> **TASK PROMPT**:
From the passage on U.S. credit card security, return the text word for word, starting with "Many of us wiped" and going on through "certainty, NPR says.".

> **SUPPLIED PASSAGE**:

******************************

The recent massive data breach at Target has many questioning why U.S. credit cards haven't switched to the more secure chip and PIN technology found elsewhere in the world.
Many of us wiped our brows with relief when we realized we weren’t among the approximately 40 million American consumers whose credit and debit card data was recently compromised in a Target data breach.
But U.S.credit cards rely on antiquated technology that makes future occurrences a near certainty, NPR says.
That’s because the technology we use to swipe for our purchases — magnetic stripes on the backs of cards — isn’t hard for a skilled fraudster to hack.
It’s totally unprotected and it’s static, so it’s the same data that’s read every single time. It’s just about the worst security that you can put into a payment system, says Avivah Litan, a security analyst for Gartner, a firm retailers hire to assess their cybersecurity gaps.
Many question why U.S. card companies still use outdated technology and haven’t switched to the more secure chip and PIN system that’s common in the rest of the world. For one reason, upgrading would cost a lot.

******************************

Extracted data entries
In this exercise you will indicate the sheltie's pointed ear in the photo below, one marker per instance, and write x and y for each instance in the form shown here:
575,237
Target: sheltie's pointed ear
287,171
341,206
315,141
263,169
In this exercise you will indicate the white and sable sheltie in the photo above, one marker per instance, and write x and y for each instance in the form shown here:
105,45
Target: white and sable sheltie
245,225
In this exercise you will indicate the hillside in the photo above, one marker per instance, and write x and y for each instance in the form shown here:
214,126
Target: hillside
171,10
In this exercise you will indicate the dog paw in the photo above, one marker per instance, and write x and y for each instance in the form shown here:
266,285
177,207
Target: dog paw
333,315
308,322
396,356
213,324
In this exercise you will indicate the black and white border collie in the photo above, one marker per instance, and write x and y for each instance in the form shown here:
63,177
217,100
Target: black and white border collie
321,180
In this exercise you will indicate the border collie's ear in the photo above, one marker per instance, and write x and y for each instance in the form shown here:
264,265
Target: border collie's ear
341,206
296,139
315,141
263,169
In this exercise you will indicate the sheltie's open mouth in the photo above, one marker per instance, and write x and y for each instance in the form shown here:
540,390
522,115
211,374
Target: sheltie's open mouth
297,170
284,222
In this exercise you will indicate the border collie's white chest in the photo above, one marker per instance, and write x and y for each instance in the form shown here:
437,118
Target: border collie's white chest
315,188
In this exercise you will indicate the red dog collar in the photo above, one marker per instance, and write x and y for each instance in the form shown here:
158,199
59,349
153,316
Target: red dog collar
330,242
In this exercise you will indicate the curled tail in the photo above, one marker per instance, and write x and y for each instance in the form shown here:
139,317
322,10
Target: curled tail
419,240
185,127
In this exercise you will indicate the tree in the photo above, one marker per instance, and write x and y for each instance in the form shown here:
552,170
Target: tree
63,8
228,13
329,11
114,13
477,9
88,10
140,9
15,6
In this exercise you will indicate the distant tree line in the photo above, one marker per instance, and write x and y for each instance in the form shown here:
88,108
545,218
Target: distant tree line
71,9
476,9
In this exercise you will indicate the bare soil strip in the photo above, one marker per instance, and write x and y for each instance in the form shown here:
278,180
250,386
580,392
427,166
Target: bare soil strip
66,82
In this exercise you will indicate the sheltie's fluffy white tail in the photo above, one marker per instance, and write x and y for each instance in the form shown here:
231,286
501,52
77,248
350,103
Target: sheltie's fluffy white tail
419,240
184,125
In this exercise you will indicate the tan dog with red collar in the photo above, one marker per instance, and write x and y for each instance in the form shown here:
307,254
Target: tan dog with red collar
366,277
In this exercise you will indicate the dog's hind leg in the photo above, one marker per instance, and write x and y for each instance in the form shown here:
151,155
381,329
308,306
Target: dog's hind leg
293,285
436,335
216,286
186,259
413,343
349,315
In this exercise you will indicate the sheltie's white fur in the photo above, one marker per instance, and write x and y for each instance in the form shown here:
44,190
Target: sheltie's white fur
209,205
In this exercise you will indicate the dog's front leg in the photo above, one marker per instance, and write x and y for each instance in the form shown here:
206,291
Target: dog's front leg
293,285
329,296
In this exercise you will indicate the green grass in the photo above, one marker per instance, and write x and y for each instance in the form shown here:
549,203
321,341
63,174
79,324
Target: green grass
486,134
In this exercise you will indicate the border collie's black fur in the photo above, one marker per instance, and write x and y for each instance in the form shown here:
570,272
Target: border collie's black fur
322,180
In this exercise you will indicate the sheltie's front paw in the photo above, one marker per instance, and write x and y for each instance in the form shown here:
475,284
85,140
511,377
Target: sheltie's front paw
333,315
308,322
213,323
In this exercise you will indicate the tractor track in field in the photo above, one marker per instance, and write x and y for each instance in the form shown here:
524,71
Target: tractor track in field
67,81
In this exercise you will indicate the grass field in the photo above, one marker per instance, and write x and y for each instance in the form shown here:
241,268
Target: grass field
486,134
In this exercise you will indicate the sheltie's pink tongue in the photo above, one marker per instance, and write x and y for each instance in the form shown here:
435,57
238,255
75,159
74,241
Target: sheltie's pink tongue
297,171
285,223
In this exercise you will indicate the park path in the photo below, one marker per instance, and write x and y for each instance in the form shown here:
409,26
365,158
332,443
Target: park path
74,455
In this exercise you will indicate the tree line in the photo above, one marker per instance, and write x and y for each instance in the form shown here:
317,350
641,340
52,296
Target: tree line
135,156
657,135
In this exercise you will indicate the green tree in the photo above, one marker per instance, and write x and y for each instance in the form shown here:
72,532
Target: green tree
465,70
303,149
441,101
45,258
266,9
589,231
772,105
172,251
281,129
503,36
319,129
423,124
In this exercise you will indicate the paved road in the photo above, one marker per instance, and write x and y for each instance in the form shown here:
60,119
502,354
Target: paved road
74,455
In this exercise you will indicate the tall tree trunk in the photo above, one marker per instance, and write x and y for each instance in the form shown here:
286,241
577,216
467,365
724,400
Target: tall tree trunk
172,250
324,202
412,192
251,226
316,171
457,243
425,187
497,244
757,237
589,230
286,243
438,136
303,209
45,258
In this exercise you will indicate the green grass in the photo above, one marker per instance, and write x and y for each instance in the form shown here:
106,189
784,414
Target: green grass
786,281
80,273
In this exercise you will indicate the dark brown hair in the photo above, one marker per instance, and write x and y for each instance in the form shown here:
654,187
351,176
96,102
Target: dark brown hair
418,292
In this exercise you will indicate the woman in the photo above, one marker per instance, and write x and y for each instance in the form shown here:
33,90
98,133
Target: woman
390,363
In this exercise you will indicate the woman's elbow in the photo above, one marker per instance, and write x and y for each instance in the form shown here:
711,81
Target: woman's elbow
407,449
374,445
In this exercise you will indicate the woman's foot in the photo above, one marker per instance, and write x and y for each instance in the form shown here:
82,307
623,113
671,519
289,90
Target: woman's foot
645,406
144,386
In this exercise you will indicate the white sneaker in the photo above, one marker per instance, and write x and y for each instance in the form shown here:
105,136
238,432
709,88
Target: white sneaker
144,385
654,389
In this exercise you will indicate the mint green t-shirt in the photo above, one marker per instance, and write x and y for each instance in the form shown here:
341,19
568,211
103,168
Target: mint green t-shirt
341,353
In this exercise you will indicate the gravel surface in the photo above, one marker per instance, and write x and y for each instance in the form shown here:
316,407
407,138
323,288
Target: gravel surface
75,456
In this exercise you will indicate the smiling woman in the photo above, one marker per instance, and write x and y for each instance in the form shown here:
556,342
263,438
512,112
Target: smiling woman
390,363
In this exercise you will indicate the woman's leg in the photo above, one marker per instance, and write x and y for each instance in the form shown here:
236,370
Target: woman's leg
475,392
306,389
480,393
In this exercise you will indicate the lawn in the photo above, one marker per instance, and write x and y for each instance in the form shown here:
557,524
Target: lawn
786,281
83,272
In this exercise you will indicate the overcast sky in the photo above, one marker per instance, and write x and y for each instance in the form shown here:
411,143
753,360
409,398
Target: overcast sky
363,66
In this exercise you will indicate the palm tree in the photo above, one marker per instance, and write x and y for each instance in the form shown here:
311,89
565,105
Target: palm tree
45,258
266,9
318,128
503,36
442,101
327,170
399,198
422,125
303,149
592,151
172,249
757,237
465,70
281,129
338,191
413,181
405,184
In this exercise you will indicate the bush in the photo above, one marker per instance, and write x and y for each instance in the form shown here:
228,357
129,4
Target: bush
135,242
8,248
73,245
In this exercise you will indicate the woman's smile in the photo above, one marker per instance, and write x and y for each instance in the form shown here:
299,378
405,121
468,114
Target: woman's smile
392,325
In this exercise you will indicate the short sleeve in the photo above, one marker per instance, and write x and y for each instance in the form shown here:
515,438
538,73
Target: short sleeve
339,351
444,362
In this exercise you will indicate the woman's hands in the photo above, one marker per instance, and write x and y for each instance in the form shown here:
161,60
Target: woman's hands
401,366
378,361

******************************

> **EXPECTED ANSWER**:
Many of us wiped our brows with relief when we realized we weren’t among the approximately 40 million American consumers whose credit and debit card data was recently compromised in a Target data breach.
But U.S.credit cards rely on antiquated technology that makes future occurrences a near certainty, NPR says.